Commentaire de C. trav. Bruxelles, 28 juillet 2022, R.G. 2019/AB/366
Mis en ligne le vendredi 9 décembre 2022
Cour du travail de Bruxelles, 28 juillet 2022, R.G. 2019/AB/366
Terra Laboris
Dans un arrêt du 28 juillet 2022, la Cour du travail de Bruxelles rappelle l’interprétation à donner à l’article 10 de l’arrêté royal du 26 novembre 1991 : celui-ci vise l’hypothèse où la rémunération est liée non à un nombre d’heures mais à des journées de prestations, le volume horaire de celles-ci n’étant pas fixé et la rémunération étant forfaitaire.

----

** TRAVAIL À FAIRE **
[1] Recopiez le morceau du commentaire d'arrêt qui commence par les mots « Commentaire de C. » et s'arrête après les mots « rémunération étant forfaitaire. ».
[2] Traduisez en anglais cette phrase du commentaire d'arrêt : « Dans un arrêt du 28 juillet 2022, la Cour du travail de Bruxelles rappelle l'interprétation à donner à l'article 10 de l'arrêté royal du 26 novembre 1991 : celui-ci vise l'hypothèse où la rémunération est liée non à un nombre d'heures mais à des journées de prestations, le volume horaire de celles-ci n'étant pas fixé et la rémunération étant forfaitaire. »

** Extraits d'un jeu de données d'annotation de lieux **
----

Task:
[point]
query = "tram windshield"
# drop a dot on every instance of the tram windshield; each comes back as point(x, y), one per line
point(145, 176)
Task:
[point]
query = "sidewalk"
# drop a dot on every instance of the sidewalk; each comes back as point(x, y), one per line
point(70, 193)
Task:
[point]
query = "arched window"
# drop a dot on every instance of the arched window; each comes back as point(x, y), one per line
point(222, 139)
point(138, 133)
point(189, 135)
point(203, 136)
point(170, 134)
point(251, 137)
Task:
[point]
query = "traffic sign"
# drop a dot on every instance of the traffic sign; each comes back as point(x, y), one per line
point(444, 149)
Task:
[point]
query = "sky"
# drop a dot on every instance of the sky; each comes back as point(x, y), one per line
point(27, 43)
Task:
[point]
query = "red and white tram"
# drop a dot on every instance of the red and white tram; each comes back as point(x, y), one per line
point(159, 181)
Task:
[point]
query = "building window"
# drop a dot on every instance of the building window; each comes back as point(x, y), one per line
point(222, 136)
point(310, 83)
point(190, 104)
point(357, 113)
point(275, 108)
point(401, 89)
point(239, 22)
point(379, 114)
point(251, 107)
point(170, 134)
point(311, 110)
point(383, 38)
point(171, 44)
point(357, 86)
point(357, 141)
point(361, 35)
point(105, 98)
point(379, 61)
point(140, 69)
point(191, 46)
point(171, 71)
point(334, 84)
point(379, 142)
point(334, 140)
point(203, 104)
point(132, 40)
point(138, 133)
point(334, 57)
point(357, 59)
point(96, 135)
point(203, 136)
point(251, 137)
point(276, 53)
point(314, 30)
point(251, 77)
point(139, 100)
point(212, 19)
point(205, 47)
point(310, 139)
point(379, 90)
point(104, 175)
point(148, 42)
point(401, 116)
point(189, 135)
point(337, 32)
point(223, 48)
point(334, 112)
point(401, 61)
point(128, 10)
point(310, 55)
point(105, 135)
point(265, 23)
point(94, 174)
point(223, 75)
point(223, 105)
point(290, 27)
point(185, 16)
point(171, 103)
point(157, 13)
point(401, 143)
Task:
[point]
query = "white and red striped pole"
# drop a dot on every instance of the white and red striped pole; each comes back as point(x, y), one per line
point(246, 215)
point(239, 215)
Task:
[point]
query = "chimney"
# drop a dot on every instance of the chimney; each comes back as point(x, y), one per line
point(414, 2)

----

** CORRIGÉ DE L'EXERCICE **
[1]
Commentaire de C. trav. Bruxelles, 28 juillet 2022, R.G. 2019/AB/366
Mis en ligne le vendredi 9 décembre 2022
Cour du travail de Bruxelles, 28 juillet 2022, R.G. 2019/AB/366
Terra Laboris
Dans un arrêt du 28 juillet 2022, la Cour du travail de Bruxelles rappelle l’interprétation à donner à l’article 10 de l’arrêté royal du 26 novembre 1991 : celui-ci vise l’hypothèse où la rémunération est liée non à un nombre d’heures mais à des journées de prestations, le volume horaire de celles-ci n’étant pas fixé et la rémunération étant forfaitaire.

[2] In a judgment of July 28, 2022, the Brussels Labor Court restates how Article 10 of the Royal Decree of November 26, 1991 is to be interpreted: it covers the case where pay is tied not to a number of hours but to days of work, the number of hours in those days not being fixed and the pay being a flat amount.